■ **TASK REQUIREMENTS**: Copy every line of the records below word for word, with each number and bracket kept the same.

■ **TASK MATERIAL**:
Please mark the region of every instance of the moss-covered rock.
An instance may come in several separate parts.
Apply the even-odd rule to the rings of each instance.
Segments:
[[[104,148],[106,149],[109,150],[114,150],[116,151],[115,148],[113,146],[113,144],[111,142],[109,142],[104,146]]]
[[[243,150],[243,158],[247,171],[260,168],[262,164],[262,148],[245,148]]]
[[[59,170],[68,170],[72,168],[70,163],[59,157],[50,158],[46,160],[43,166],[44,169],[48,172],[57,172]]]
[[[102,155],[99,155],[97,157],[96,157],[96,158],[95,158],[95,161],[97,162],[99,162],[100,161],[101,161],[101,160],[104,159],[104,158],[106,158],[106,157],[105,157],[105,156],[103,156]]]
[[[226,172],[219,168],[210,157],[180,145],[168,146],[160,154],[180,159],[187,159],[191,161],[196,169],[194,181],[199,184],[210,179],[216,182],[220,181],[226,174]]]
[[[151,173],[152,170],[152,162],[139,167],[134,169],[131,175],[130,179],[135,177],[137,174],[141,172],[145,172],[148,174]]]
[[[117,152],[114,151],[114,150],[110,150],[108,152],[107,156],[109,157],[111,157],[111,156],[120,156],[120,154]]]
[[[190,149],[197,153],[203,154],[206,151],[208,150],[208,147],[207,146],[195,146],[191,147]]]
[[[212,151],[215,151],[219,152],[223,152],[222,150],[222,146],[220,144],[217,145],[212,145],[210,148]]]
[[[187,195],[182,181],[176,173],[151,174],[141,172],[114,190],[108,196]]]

■ **EXERCISE SOLUTION**:
Please mark the region of every instance of the moss-covered rock.
An instance may come in several separate parts.
Apply the even-odd rule to the rings of each instance.
Segments:
[[[104,148],[106,149],[109,150],[114,150],[116,151],[115,148],[113,146],[113,144],[111,142],[109,142],[104,146]]]
[[[243,150],[243,158],[247,171],[260,168],[262,164],[262,148],[245,148]]]
[[[59,170],[68,170],[72,168],[70,163],[59,157],[50,158],[46,160],[43,166],[44,169],[48,172],[57,172]]]
[[[102,155],[99,155],[97,157],[96,157],[96,158],[95,158],[95,161],[97,162],[99,162],[100,161],[101,161],[101,160],[104,159],[104,158],[106,158],[106,157],[105,157],[105,156],[103,156]]]
[[[226,172],[219,168],[210,157],[180,145],[168,146],[160,154],[180,159],[187,159],[191,161],[196,169],[194,181],[199,184],[210,179],[216,182],[220,181],[226,174]]]
[[[151,173],[152,170],[152,162],[139,167],[134,169],[131,175],[130,179],[135,177],[137,174],[141,172],[145,172],[148,174]]]
[[[117,152],[114,151],[114,150],[110,150],[108,152],[107,156],[109,157],[111,157],[111,156],[120,156],[120,154]]]
[[[190,149],[197,153],[203,154],[206,151],[208,150],[208,147],[207,146],[195,146],[191,147]]]
[[[212,151],[215,151],[219,152],[223,152],[222,150],[222,146],[220,144],[217,145],[212,145],[210,148]]]
[[[187,195],[182,181],[176,173],[151,174],[141,172],[114,190],[108,196]]]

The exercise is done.